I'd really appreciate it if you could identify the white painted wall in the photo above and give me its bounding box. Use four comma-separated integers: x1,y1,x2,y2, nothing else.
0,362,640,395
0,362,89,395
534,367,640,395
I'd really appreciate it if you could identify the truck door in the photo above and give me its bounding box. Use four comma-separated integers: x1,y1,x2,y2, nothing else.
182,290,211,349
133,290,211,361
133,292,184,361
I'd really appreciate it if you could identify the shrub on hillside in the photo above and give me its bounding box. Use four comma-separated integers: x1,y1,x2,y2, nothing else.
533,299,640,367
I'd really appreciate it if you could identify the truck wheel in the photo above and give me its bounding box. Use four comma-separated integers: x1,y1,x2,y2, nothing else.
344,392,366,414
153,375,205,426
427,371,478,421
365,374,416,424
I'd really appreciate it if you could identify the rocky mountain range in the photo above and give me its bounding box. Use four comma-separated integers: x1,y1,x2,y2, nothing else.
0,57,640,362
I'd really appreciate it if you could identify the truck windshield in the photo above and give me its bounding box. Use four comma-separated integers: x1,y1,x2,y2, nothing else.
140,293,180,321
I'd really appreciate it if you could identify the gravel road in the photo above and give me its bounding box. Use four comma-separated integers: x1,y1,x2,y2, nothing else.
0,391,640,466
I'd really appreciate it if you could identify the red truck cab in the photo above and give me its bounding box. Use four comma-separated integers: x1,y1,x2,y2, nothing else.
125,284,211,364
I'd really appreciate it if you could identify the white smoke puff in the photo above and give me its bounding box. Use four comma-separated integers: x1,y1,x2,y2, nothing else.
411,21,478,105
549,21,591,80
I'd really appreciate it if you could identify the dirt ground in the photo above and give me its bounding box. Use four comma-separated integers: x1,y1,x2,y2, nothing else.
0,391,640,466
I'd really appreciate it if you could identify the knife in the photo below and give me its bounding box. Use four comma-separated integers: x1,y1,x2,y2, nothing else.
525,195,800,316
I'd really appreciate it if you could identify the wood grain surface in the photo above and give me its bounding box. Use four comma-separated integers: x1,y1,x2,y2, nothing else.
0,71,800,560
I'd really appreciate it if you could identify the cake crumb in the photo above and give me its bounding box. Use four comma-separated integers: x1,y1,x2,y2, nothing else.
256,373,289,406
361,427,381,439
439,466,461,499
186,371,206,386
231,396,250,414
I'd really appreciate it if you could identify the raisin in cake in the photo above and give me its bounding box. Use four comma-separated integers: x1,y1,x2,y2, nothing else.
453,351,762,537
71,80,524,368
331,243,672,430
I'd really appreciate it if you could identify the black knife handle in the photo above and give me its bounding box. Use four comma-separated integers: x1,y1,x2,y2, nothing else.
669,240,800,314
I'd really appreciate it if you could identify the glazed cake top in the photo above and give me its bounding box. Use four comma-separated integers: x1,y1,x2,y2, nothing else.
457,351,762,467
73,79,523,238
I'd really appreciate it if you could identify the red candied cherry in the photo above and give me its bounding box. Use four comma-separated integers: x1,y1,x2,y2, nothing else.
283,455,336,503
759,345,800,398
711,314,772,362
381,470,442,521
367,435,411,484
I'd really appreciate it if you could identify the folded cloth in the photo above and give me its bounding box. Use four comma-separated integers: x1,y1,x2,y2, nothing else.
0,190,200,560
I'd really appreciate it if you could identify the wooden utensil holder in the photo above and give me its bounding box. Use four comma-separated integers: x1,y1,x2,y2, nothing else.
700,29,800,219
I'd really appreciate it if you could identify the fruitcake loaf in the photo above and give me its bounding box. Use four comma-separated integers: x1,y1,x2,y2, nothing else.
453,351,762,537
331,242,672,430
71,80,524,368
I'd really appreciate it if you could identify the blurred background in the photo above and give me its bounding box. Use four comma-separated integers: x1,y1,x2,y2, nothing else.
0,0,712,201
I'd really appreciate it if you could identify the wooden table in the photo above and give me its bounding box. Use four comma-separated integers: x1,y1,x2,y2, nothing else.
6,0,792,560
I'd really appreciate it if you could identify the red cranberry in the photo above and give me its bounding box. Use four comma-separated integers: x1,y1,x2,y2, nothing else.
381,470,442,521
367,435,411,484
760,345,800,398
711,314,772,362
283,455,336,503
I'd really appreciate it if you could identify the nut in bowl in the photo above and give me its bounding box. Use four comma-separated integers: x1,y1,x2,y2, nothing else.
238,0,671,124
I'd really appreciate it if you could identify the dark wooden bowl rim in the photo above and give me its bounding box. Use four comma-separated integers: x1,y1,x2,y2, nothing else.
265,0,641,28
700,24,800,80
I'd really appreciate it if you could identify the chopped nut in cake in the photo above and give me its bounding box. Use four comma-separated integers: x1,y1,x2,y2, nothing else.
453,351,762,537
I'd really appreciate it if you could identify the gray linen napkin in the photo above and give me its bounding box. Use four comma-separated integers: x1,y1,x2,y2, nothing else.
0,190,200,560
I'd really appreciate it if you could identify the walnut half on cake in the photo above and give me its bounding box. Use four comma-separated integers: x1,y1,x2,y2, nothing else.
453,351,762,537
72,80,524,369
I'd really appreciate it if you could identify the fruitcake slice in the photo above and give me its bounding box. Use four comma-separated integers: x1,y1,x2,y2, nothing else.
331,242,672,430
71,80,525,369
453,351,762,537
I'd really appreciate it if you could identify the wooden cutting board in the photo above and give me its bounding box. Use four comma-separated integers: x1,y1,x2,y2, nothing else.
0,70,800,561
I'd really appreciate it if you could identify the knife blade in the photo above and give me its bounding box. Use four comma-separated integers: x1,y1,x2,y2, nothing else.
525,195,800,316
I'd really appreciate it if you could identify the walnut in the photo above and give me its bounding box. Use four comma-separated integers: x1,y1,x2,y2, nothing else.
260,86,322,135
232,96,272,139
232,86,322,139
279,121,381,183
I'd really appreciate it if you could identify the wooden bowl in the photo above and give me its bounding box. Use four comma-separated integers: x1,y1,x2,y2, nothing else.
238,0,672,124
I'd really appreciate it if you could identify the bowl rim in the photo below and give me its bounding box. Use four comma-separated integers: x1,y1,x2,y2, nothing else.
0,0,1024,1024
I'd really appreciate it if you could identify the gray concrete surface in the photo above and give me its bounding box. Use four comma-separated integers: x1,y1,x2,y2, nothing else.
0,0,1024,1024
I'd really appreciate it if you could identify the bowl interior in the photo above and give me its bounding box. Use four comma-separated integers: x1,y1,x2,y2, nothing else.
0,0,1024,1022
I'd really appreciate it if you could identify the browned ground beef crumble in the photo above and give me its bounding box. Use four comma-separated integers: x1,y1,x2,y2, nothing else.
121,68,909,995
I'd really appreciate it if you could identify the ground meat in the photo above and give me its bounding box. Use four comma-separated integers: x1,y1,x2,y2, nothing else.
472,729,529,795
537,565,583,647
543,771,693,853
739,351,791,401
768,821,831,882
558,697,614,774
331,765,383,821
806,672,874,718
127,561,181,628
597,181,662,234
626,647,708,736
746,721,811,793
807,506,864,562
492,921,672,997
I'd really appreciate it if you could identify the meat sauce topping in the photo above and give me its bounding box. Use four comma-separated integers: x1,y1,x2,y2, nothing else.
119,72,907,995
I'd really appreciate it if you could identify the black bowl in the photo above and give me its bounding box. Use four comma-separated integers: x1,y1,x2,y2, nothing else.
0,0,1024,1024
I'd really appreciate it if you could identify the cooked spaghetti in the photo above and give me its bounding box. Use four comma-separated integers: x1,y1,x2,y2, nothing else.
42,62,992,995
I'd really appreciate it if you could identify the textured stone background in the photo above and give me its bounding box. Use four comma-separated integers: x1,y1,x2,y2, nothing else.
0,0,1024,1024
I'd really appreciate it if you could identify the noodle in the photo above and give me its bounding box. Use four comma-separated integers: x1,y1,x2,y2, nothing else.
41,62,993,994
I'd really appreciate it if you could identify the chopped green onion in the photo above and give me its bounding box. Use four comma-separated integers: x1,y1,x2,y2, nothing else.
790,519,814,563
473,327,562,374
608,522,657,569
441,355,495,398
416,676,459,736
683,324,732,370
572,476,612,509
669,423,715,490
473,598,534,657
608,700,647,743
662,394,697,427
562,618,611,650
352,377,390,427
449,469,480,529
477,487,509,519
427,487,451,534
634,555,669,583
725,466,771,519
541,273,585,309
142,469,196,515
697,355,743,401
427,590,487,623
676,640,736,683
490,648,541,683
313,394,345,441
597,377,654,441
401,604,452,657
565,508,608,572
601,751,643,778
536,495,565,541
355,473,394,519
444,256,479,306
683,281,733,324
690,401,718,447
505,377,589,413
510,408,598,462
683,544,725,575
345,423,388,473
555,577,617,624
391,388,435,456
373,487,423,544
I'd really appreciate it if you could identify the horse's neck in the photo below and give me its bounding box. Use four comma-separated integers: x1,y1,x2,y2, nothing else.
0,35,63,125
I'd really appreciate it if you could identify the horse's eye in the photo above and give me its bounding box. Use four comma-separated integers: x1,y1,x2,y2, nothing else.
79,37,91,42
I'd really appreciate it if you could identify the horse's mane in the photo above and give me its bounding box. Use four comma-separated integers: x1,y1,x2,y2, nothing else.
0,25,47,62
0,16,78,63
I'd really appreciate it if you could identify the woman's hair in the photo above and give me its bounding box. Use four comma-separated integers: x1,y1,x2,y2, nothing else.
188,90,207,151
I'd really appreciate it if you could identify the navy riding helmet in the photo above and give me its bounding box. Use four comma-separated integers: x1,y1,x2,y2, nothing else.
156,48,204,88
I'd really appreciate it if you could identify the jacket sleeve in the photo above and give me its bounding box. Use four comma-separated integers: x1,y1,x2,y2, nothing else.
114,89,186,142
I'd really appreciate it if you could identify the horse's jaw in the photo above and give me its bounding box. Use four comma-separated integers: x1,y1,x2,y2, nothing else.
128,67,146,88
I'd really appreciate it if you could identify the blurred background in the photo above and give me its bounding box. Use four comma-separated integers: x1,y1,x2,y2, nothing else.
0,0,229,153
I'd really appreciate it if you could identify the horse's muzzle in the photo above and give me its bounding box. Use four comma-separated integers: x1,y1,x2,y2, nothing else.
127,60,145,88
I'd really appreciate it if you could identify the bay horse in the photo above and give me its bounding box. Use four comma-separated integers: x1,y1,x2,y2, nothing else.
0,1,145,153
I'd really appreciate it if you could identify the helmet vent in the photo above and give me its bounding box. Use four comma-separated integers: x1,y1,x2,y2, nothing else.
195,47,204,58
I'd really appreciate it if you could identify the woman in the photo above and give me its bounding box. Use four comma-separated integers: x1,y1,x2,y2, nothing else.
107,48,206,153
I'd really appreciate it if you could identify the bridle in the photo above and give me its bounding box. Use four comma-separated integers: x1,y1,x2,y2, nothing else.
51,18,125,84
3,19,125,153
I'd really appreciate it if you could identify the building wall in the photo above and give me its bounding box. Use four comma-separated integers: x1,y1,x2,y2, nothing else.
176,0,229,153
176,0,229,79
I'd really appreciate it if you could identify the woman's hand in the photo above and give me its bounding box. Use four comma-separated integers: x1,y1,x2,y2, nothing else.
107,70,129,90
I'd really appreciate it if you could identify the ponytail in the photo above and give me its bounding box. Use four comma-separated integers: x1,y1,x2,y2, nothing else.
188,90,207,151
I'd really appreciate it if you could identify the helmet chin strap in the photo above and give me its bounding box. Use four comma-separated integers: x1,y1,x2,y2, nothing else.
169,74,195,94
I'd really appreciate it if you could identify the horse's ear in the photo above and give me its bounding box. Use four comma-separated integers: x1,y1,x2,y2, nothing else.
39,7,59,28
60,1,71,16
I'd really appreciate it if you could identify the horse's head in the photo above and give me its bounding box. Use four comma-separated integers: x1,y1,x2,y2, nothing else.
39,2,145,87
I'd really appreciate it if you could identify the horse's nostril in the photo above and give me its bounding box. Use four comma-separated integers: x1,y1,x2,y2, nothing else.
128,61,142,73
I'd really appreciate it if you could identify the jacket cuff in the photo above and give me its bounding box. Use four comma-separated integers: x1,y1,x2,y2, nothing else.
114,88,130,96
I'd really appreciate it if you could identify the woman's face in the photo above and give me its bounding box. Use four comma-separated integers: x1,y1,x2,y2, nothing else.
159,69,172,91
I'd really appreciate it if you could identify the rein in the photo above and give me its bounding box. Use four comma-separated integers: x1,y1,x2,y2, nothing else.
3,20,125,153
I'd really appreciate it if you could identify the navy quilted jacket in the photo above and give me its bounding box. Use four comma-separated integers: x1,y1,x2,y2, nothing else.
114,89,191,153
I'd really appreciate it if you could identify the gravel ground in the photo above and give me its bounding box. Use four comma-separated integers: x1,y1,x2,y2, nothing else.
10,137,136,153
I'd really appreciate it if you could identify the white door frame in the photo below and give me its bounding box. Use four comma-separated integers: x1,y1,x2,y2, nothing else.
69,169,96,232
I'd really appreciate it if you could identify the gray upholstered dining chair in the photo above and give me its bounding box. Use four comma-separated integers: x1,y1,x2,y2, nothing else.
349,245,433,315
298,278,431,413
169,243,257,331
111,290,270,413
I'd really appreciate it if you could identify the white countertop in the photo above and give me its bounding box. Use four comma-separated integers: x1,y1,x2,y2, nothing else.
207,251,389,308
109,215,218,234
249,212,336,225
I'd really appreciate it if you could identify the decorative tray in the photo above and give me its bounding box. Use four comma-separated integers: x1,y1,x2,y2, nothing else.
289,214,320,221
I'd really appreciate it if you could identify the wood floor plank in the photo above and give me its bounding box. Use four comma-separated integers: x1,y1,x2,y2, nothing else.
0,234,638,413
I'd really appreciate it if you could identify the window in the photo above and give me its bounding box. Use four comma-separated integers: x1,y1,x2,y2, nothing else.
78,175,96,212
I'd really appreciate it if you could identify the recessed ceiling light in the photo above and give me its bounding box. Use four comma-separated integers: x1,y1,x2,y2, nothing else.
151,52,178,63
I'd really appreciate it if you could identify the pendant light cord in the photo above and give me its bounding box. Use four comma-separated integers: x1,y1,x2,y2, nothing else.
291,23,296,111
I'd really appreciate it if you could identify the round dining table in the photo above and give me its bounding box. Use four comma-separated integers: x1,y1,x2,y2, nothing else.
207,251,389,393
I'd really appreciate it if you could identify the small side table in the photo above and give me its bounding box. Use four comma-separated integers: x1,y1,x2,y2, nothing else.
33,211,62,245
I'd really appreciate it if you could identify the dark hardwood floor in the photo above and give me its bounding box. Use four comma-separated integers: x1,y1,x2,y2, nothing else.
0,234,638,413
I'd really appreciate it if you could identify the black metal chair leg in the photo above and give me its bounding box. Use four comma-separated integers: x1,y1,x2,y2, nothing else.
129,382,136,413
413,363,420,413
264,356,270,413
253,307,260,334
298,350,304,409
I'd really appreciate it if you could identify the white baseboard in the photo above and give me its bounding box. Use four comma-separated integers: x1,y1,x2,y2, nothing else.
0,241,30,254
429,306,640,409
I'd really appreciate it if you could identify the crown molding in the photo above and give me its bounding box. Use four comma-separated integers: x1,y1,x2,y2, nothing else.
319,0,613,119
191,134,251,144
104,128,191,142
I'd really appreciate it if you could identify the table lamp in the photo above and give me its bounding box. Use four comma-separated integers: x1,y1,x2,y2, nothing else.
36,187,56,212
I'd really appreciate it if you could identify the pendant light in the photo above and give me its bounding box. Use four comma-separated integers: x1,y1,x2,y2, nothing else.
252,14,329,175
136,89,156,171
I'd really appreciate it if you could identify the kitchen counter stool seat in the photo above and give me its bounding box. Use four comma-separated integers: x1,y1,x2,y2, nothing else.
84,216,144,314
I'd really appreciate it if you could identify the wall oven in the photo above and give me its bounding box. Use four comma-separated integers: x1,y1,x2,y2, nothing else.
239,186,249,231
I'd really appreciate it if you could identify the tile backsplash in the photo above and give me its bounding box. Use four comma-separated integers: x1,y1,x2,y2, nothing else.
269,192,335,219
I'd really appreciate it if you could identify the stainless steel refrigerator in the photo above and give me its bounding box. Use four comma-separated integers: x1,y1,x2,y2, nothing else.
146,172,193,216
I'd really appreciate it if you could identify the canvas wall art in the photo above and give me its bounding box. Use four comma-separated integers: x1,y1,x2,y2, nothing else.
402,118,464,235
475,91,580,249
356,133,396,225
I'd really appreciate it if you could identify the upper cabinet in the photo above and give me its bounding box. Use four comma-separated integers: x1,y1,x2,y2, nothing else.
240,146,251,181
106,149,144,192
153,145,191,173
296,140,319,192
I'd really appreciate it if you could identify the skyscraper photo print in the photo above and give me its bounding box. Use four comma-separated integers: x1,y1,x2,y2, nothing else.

- - - -

» What needs to be done: Write the material above, from the line with "I'd really appreciate it if you could identify the bay" to the line with "169,74,195,94", both included, as a JSON list of strings, one string per line. Leave out any blank lines.

» Output below:
[
  "I'd really appreciate it if you could identify the bay horse in the photo above and give me its bounding box. Use four comma-separated integers: x1,y1,x2,y2, nothing else.",
  "0,1,145,153",
  "I'd really appreciate it if you could identify the helmet vent in the photo above and give me its bounding box. Use four comma-separated integers: x1,y1,x2,y2, nothing else.",
  "195,47,204,58",
  "I'd really appreciate it if you could identify the woman in the photo above and give me its bounding box. Use four comma-separated integers: x1,y1,x2,y2, nothing else.",
  "107,48,206,153",
  "I'd really appreciate it if you could identify the bridle in the photo above and give me its bounding box. Use four comma-separated integers: x1,y1,x2,y2, nothing else.",
  "51,18,125,84",
  "3,19,125,153",
  "I'd really appreciate it if you could identify the building wall in the photo above and give me its bounding box. Use four comma-separated integers: x1,y1,x2,y2, nothing else.",
  "176,0,229,153",
  "176,0,229,79",
  "I'd really appreciate it if you could identify the woman's hand in the photo above and give me its bounding box. Use four comma-separated integers: x1,y1,x2,y2, nothing else.",
  "107,70,129,90",
  "I'd really appreciate it if you could identify the ponytail in the photo above and give me its bounding box. Use four comma-separated integers: x1,y1,x2,y2, nothing else.",
  "188,90,207,151",
  "I'd really appreciate it if you could identify the helmet chin strap in the photo above and give me its bounding box. Use four comma-separated integers: x1,y1,x2,y2, nothing else.",
  "169,74,195,94"
]